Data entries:
>> START

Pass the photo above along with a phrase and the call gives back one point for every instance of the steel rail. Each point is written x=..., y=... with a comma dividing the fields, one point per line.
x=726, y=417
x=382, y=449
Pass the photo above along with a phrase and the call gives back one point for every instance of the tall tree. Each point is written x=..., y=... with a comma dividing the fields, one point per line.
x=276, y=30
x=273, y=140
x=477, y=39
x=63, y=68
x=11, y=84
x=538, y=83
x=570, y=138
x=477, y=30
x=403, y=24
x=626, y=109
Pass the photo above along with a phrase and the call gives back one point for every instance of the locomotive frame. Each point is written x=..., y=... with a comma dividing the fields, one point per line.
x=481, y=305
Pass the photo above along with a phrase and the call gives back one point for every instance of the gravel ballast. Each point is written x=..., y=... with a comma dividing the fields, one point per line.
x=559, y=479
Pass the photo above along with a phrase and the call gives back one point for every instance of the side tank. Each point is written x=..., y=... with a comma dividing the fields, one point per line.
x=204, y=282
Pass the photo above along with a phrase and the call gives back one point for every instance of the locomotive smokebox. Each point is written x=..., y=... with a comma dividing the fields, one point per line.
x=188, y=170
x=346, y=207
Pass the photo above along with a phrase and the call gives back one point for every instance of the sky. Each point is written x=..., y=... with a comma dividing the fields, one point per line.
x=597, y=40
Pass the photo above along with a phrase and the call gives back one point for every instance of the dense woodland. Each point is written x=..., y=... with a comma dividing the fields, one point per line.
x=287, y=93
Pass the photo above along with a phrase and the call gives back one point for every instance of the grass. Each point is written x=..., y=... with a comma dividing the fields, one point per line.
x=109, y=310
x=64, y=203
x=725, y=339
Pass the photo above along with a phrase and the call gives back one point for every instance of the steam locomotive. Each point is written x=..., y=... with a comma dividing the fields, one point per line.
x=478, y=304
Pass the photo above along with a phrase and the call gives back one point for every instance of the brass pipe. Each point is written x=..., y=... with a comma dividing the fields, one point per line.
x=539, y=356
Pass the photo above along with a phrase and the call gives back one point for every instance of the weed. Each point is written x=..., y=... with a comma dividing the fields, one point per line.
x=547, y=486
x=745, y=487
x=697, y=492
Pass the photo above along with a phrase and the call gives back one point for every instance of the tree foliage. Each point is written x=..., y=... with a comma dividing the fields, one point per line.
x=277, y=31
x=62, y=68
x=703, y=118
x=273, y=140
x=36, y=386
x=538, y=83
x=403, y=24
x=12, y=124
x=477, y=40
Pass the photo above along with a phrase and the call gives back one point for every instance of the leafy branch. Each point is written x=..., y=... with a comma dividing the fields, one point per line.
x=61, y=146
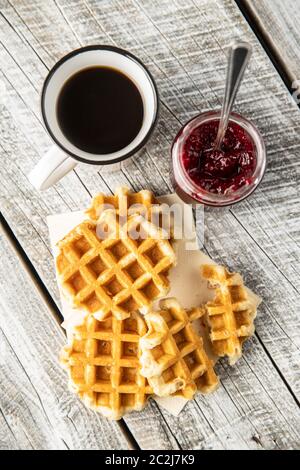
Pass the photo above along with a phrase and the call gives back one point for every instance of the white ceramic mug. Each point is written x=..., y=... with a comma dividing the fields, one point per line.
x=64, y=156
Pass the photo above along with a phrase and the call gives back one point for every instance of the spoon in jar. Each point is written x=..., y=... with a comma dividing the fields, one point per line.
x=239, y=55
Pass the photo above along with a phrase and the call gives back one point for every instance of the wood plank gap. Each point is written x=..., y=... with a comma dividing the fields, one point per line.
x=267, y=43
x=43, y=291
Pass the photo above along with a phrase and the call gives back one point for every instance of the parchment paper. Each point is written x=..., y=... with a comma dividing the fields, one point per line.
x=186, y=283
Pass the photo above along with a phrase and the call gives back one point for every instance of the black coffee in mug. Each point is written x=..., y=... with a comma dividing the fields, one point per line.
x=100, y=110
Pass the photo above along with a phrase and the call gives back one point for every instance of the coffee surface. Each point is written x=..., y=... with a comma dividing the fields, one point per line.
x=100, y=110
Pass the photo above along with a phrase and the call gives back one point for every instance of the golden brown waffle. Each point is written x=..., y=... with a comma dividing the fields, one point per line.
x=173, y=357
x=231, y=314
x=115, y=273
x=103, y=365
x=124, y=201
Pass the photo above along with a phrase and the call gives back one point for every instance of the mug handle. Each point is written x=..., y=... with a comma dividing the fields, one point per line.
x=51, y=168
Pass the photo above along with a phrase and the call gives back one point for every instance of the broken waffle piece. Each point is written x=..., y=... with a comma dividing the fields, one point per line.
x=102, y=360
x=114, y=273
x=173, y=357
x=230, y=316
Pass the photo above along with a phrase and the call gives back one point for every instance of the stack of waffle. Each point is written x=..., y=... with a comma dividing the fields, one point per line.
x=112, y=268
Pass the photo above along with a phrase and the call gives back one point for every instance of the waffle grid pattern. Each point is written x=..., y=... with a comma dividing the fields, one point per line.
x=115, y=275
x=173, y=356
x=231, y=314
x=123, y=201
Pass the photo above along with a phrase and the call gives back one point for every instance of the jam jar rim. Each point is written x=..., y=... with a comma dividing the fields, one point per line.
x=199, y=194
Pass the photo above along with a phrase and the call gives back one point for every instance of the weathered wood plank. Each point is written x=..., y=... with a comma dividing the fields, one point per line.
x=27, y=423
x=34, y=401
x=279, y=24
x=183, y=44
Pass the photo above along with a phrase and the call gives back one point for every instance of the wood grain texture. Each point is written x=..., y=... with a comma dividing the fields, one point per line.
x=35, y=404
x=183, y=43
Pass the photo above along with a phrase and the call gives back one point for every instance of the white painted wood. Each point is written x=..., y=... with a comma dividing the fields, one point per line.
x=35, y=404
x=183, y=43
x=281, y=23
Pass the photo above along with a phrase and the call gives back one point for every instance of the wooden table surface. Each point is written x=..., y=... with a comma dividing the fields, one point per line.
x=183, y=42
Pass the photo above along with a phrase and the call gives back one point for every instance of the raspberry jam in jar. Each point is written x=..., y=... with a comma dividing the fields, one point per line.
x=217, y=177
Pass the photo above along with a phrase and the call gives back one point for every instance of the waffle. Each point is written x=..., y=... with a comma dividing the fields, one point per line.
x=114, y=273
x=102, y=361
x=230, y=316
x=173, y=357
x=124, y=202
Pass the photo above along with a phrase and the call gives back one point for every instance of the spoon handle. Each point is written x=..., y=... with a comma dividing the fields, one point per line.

>> END
>> START

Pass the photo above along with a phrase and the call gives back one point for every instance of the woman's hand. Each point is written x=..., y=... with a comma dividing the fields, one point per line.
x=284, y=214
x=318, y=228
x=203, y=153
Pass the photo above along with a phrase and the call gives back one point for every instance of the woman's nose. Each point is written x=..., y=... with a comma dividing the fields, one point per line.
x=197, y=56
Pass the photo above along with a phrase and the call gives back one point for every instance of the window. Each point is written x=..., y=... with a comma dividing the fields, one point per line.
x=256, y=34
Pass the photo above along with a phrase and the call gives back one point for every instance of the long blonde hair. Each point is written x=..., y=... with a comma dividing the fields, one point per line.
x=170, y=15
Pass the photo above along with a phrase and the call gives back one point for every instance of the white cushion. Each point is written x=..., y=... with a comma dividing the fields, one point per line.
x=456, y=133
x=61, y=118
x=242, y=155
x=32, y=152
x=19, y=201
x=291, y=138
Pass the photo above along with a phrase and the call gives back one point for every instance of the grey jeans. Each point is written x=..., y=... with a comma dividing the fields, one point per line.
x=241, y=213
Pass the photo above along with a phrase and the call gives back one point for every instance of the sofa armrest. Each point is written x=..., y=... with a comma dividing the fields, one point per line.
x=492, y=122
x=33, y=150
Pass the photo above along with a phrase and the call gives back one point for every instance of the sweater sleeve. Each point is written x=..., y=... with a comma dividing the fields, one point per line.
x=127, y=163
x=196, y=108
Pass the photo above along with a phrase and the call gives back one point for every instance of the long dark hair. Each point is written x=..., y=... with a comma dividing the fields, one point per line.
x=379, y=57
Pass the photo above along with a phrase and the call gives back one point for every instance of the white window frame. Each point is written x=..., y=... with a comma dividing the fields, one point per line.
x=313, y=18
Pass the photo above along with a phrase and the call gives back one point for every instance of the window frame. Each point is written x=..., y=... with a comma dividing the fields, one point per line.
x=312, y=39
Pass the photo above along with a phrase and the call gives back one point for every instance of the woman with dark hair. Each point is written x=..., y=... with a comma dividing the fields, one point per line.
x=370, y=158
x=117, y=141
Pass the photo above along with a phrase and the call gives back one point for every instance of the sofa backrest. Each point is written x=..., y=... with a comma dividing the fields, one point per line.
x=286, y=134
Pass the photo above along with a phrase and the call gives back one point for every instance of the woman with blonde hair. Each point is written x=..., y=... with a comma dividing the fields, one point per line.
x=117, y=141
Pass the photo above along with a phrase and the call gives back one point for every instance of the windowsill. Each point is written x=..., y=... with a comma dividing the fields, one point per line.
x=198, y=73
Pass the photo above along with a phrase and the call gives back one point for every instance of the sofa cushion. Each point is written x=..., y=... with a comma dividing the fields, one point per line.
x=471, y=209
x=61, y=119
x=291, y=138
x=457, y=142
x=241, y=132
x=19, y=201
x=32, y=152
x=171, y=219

>> END
>> START

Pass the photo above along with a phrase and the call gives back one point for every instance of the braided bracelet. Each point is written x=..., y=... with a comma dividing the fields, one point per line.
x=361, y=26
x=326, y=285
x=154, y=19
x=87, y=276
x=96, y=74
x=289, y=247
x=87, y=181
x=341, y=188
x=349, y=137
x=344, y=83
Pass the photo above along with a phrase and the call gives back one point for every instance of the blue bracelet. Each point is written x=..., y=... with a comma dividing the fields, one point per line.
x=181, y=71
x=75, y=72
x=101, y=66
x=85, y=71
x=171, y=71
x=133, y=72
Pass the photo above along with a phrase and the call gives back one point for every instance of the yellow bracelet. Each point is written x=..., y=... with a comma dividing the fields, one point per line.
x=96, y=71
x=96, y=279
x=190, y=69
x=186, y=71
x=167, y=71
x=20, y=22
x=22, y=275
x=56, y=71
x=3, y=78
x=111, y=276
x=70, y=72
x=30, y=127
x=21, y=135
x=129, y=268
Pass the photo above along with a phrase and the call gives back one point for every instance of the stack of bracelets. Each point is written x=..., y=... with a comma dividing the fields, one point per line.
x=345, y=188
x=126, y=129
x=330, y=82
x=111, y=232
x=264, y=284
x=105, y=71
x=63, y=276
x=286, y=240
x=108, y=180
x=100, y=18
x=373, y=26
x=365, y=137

>> END

Resize the data in the stretch from the line containing "of the broken" through the line containing "x=281, y=23", writing all of those lines out again, request lines included. Multiply every coordinate in the answers by 0.5 and round to whole numbers, with halves rounding up.

SOLUTION TO THE EXERCISE:
Pass the photo above along with a phrase and the call gives back one point for every instance of the broken waffle piece. Each point is written x=..., y=... with a comma dividing the fields, one point per line.
x=51, y=180
x=57, y=137
x=87, y=179
x=115, y=158
Pass the photo above along with a phrase and the call gives back one point for every instance of the stack of waffle. Each point is written x=..., y=... with a comma dividing the fields, one point per line.
x=56, y=134
Pass the photo above along with a phrase and the call gives back one point for every instance of the waffle grid pattern. Each point is written x=..., y=... with a comma dividing the fields, one point per line.
x=58, y=138
x=87, y=178
x=116, y=157
x=62, y=101
Pass the photo above along with a phrase and the call gives back one point for every instance of the jam jar rim. Each point is written x=..., y=... with a comma dividing the fields, one point per line.
x=100, y=97
Pass the photo above along with a phrase and the call gives back one point for every instance of the weathered wood plank. Each point is written x=..., y=... with a comma dividing the fields, one point per line.
x=14, y=212
x=17, y=201
x=140, y=12
x=92, y=22
Pass the photo above along with a phrase and the call gives back one point for every instance of the wood grain texture. Each point is written x=..., y=... with a comma dividing the fields, one point per line.
x=18, y=202
x=92, y=22
Pass the photo above along with a phrase and the call gives back one point for every instance of the white painted wood. Each point is written x=..., y=... with a comma dividing the fields, one point per line.
x=18, y=202
x=92, y=22
x=141, y=12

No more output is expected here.